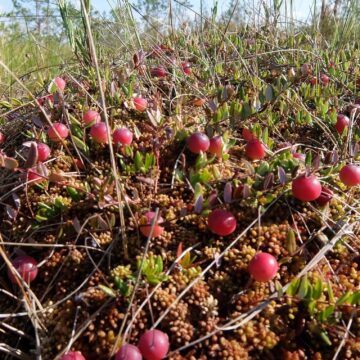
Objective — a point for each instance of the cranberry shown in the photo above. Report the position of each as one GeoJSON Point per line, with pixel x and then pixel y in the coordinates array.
{"type": "Point", "coordinates": [73, 355]}
{"type": "Point", "coordinates": [186, 68]}
{"type": "Point", "coordinates": [199, 102]}
{"type": "Point", "coordinates": [58, 132]}
{"type": "Point", "coordinates": [2, 138]}
{"type": "Point", "coordinates": [122, 136]}
{"type": "Point", "coordinates": [140, 104]}
{"type": "Point", "coordinates": [128, 352]}
{"type": "Point", "coordinates": [341, 123]}
{"type": "Point", "coordinates": [325, 196]}
{"type": "Point", "coordinates": [216, 145]}
{"type": "Point", "coordinates": [43, 151]}
{"type": "Point", "coordinates": [350, 175]}
{"type": "Point", "coordinates": [324, 79]}
{"type": "Point", "coordinates": [26, 266]}
{"type": "Point", "coordinates": [306, 188]}
{"type": "Point", "coordinates": [299, 156]}
{"type": "Point", "coordinates": [158, 71]}
{"type": "Point", "coordinates": [263, 267]}
{"type": "Point", "coordinates": [222, 222]}
{"type": "Point", "coordinates": [146, 228]}
{"type": "Point", "coordinates": [198, 142]}
{"type": "Point", "coordinates": [91, 117]}
{"type": "Point", "coordinates": [248, 135]}
{"type": "Point", "coordinates": [154, 345]}
{"type": "Point", "coordinates": [255, 150]}
{"type": "Point", "coordinates": [60, 83]}
{"type": "Point", "coordinates": [99, 133]}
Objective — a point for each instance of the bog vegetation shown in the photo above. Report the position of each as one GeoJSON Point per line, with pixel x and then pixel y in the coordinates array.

━━━━━━━━━━━━━━━━━━━━

*What you need to do*
Word for word, quote the full listing, omitting every picture.

*Written solution*
Objective — a point for each instance of the cranberry shown in the photo above. Report the position of each as one GeoJSON Point per line, with pixel x and then pixel y in the coordinates array.
{"type": "Point", "coordinates": [73, 355]}
{"type": "Point", "coordinates": [186, 68]}
{"type": "Point", "coordinates": [199, 102]}
{"type": "Point", "coordinates": [58, 132]}
{"type": "Point", "coordinates": [2, 138]}
{"type": "Point", "coordinates": [122, 136]}
{"type": "Point", "coordinates": [140, 104]}
{"type": "Point", "coordinates": [128, 352]}
{"type": "Point", "coordinates": [341, 123]}
{"type": "Point", "coordinates": [325, 196]}
{"type": "Point", "coordinates": [216, 145]}
{"type": "Point", "coordinates": [43, 151]}
{"type": "Point", "coordinates": [350, 175]}
{"type": "Point", "coordinates": [324, 79]}
{"type": "Point", "coordinates": [26, 266]}
{"type": "Point", "coordinates": [306, 188]}
{"type": "Point", "coordinates": [299, 156]}
{"type": "Point", "coordinates": [158, 71]}
{"type": "Point", "coordinates": [263, 267]}
{"type": "Point", "coordinates": [222, 222]}
{"type": "Point", "coordinates": [146, 228]}
{"type": "Point", "coordinates": [198, 142]}
{"type": "Point", "coordinates": [91, 117]}
{"type": "Point", "coordinates": [248, 135]}
{"type": "Point", "coordinates": [154, 345]}
{"type": "Point", "coordinates": [255, 150]}
{"type": "Point", "coordinates": [60, 83]}
{"type": "Point", "coordinates": [99, 133]}
Objective — a point for each instance of the bog vegetation shown in the photo above. Report the position of each as one GeoJSON Point per line, with pixel x and then pixel y in the coordinates array.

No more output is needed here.